| SET PROBLEM |
Which lines of the listing contain the string "small"? Copy each of them.

| DATASET RECORDS |
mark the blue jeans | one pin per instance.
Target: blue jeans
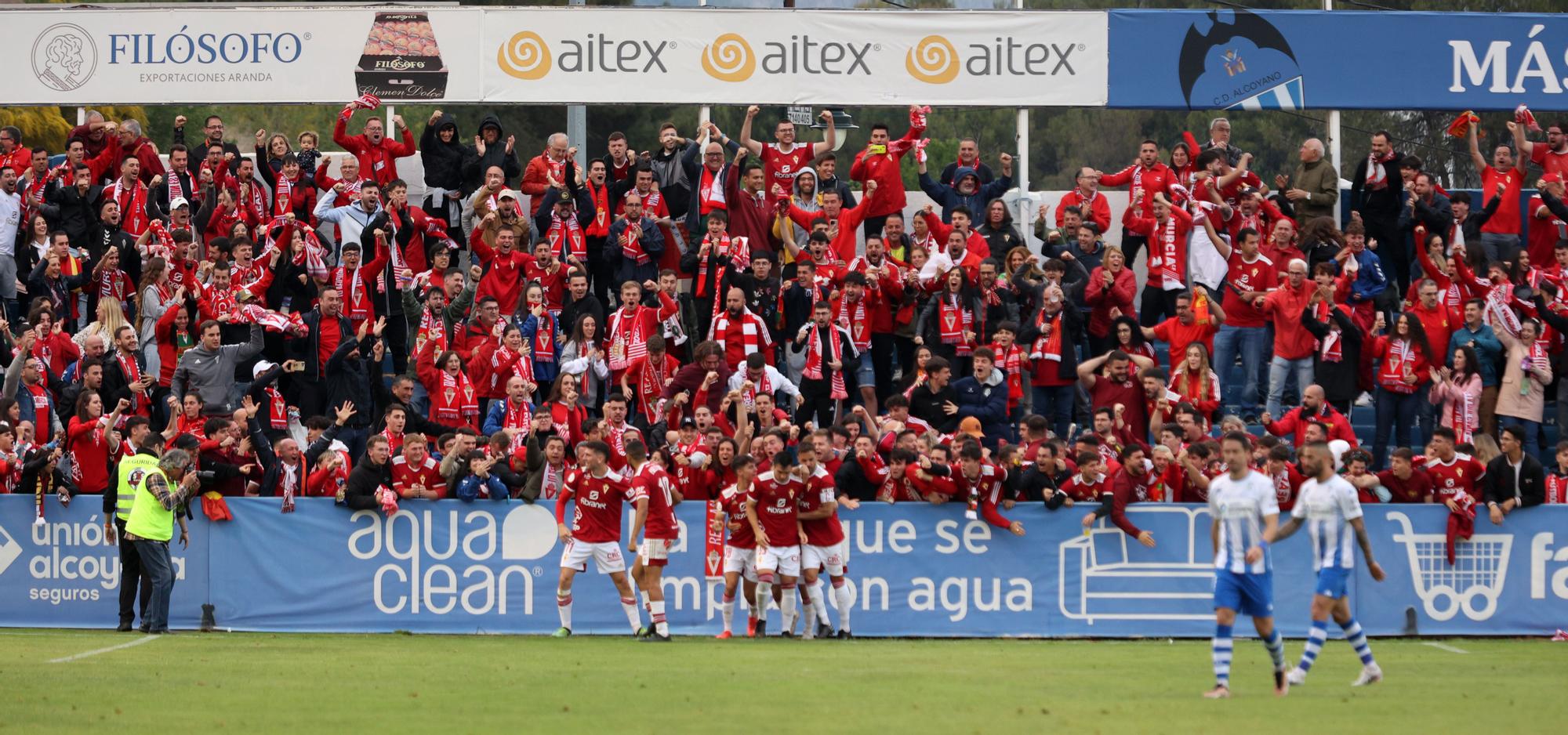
(1252, 342)
(1396, 411)
(1056, 404)
(1280, 369)
(156, 565)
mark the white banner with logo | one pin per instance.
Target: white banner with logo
(608, 56)
(194, 56)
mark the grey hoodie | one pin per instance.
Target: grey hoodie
(209, 374)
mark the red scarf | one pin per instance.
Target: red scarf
(277, 408)
(430, 328)
(567, 237)
(1377, 173)
(816, 363)
(633, 248)
(954, 320)
(652, 386)
(857, 322)
(281, 197)
(711, 192)
(457, 402)
(132, 206)
(628, 331)
(601, 211)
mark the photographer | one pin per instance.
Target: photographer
(151, 527)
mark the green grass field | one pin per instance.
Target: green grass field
(393, 684)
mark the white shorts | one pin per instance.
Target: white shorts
(608, 557)
(832, 559)
(655, 552)
(741, 560)
(780, 559)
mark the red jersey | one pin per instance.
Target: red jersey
(1415, 490)
(735, 504)
(1461, 474)
(779, 502)
(1086, 491)
(655, 483)
(429, 474)
(819, 493)
(1504, 222)
(782, 168)
(1258, 275)
(597, 513)
(1287, 485)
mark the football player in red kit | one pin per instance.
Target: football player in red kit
(659, 520)
(826, 546)
(597, 529)
(775, 521)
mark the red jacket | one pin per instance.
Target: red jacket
(376, 162)
(884, 168)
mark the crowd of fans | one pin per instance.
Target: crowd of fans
(307, 333)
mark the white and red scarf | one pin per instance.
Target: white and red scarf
(132, 206)
(457, 402)
(1377, 172)
(857, 322)
(818, 361)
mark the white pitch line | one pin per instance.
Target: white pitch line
(139, 642)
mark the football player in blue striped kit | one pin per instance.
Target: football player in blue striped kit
(1327, 505)
(1246, 516)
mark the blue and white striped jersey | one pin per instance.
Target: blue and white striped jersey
(1327, 509)
(1241, 509)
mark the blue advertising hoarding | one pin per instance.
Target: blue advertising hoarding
(916, 571)
(1349, 60)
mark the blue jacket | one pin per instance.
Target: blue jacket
(987, 404)
(1370, 280)
(498, 416)
(1489, 352)
(949, 197)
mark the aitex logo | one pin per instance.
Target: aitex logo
(528, 56)
(524, 56)
(934, 60)
(730, 59)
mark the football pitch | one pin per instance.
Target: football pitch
(65, 681)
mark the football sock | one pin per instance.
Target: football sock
(1222, 656)
(1315, 643)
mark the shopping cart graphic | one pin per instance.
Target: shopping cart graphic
(1106, 576)
(1472, 584)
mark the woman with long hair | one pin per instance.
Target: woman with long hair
(949, 322)
(584, 358)
(1128, 336)
(1197, 382)
(454, 400)
(158, 299)
(1457, 391)
(1403, 369)
(1109, 294)
(87, 441)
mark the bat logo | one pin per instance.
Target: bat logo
(1240, 62)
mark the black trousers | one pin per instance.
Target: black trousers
(816, 404)
(132, 579)
(882, 364)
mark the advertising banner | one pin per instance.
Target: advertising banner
(220, 56)
(1298, 60)
(739, 57)
(915, 571)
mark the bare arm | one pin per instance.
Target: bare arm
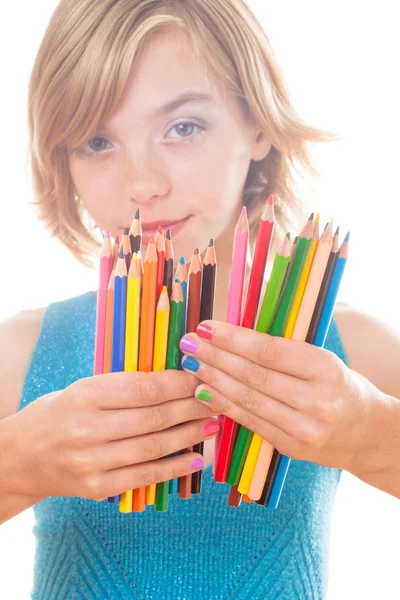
(373, 350)
(18, 337)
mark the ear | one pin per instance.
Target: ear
(261, 146)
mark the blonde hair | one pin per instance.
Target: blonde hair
(80, 73)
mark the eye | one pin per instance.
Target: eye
(185, 130)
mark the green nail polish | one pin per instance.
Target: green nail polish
(204, 395)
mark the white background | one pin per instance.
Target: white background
(340, 59)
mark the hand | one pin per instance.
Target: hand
(300, 398)
(103, 435)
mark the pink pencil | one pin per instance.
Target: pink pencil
(226, 437)
(106, 265)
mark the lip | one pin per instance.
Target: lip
(149, 228)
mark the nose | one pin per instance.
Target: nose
(144, 176)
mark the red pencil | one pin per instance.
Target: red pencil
(160, 247)
(263, 243)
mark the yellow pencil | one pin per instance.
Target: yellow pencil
(131, 344)
(303, 281)
(159, 359)
(133, 314)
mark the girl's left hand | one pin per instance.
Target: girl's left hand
(300, 398)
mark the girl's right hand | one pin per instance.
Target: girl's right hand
(103, 435)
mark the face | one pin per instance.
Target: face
(175, 147)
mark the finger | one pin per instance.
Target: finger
(288, 389)
(262, 406)
(288, 356)
(117, 481)
(154, 445)
(130, 389)
(131, 422)
(276, 436)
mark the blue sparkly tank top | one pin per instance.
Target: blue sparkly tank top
(201, 548)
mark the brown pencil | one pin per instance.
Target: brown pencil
(169, 263)
(135, 233)
(206, 313)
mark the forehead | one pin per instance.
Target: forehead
(166, 67)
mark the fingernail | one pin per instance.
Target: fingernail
(191, 363)
(197, 464)
(204, 395)
(204, 331)
(211, 428)
(188, 345)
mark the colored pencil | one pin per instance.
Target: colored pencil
(135, 233)
(240, 454)
(192, 320)
(313, 285)
(109, 324)
(294, 311)
(106, 265)
(312, 330)
(329, 305)
(224, 445)
(169, 262)
(159, 364)
(206, 313)
(118, 337)
(261, 253)
(126, 244)
(133, 315)
(160, 247)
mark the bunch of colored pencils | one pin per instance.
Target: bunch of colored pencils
(143, 311)
(298, 304)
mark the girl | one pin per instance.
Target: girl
(179, 109)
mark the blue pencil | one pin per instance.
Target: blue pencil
(118, 338)
(319, 341)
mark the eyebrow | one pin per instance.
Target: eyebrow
(184, 98)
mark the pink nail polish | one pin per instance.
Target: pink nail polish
(204, 331)
(211, 428)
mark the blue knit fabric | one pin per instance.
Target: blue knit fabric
(201, 548)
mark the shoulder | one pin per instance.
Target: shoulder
(18, 337)
(372, 347)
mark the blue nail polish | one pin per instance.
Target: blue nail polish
(191, 363)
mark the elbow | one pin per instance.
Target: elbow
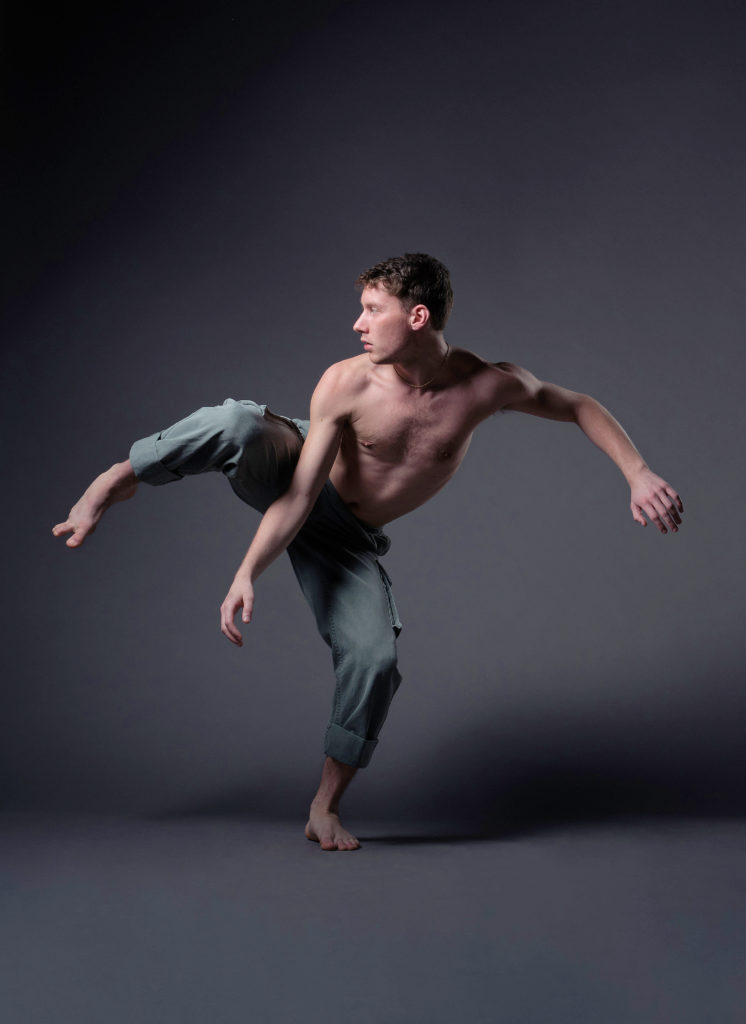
(578, 408)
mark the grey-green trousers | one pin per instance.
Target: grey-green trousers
(335, 556)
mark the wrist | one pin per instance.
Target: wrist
(632, 471)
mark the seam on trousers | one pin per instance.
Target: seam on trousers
(337, 657)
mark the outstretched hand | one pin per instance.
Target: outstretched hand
(660, 503)
(240, 595)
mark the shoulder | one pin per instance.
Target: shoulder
(496, 384)
(338, 387)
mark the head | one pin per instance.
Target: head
(414, 280)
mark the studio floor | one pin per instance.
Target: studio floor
(228, 920)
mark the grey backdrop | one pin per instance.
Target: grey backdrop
(190, 197)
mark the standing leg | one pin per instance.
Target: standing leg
(323, 820)
(350, 596)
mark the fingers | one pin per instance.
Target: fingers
(662, 514)
(638, 515)
(234, 601)
(79, 534)
(672, 495)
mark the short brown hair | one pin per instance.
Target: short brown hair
(414, 279)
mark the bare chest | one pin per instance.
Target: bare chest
(423, 431)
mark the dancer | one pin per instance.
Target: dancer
(388, 429)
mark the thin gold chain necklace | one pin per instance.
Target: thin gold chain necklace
(419, 386)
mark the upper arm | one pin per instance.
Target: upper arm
(328, 415)
(525, 393)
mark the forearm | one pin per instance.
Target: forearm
(277, 529)
(607, 433)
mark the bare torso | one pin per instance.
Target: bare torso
(401, 444)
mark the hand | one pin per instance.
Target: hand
(240, 595)
(657, 500)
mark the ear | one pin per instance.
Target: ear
(419, 316)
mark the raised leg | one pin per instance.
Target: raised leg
(323, 824)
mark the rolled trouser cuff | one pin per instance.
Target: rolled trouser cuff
(348, 747)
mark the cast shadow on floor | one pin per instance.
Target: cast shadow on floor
(506, 791)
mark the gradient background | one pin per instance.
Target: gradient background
(193, 197)
(190, 194)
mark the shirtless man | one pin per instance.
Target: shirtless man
(388, 429)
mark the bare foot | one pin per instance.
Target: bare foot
(326, 829)
(117, 484)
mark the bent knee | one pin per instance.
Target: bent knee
(240, 422)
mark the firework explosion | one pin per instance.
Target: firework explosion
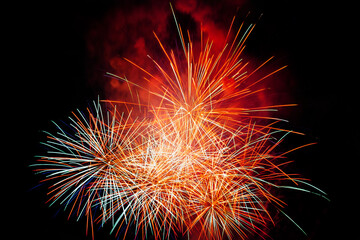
(193, 161)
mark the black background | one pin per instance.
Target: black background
(48, 79)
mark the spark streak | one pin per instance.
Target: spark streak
(196, 161)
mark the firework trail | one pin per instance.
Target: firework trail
(191, 161)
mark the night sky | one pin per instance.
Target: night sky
(54, 72)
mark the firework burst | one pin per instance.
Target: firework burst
(195, 160)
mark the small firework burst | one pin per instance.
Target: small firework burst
(194, 162)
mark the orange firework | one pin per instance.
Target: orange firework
(192, 161)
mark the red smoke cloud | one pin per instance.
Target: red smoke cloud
(127, 31)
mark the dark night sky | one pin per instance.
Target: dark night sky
(50, 72)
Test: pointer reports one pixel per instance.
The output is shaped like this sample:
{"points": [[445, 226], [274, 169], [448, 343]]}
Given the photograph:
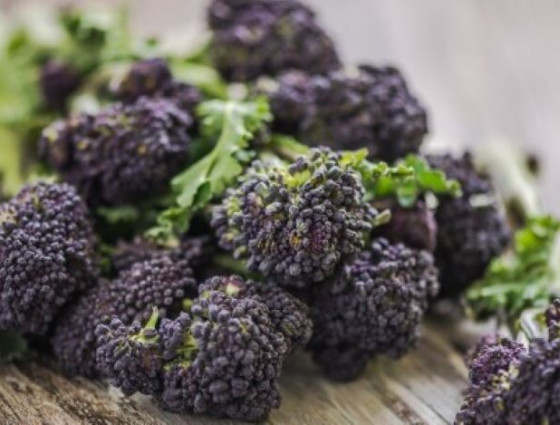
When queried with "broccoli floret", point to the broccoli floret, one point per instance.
{"points": [[493, 355], [374, 306], [288, 315], [58, 81], [296, 223], [221, 357], [415, 227], [47, 255], [73, 341], [511, 384], [265, 37], [472, 230], [122, 154], [131, 356], [153, 78], [373, 109], [160, 282]]}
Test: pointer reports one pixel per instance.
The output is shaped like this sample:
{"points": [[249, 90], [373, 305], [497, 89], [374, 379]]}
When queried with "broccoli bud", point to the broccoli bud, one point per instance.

| SOLUTION TO THIS TASK |
mark the small firework burst | one pin per instance.
Target: small firework burst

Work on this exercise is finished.